For this task, output every entry below exactly and omit the pictures.

Input material →

● ● ● ● ●

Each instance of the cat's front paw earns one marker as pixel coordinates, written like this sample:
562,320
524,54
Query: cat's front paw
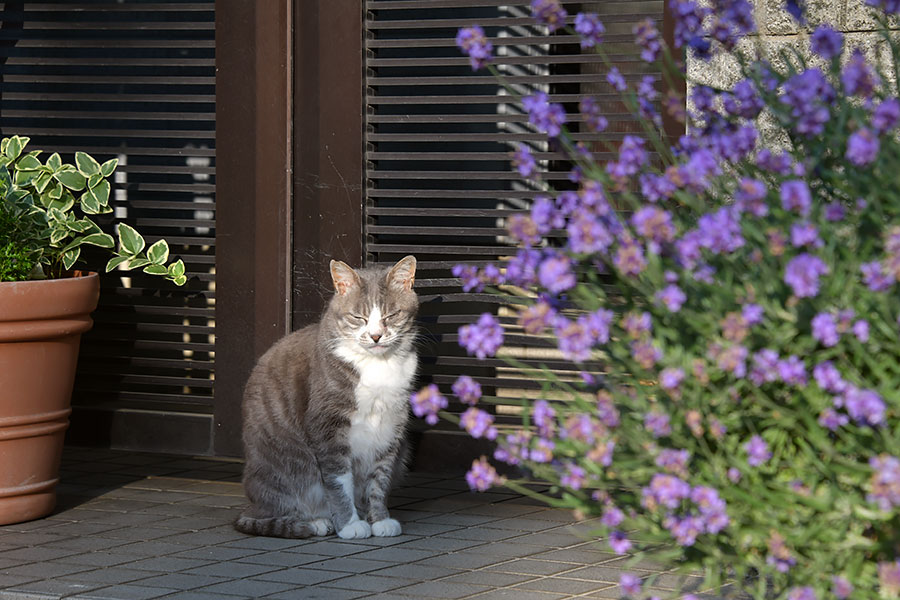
355,530
386,528
322,527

● ● ● ● ●

Response below →
Each instance of the cat's front paw earns one marker as pixel coordinates, written like this sample:
562,320
524,54
Query: cat's front paw
355,530
386,528
322,527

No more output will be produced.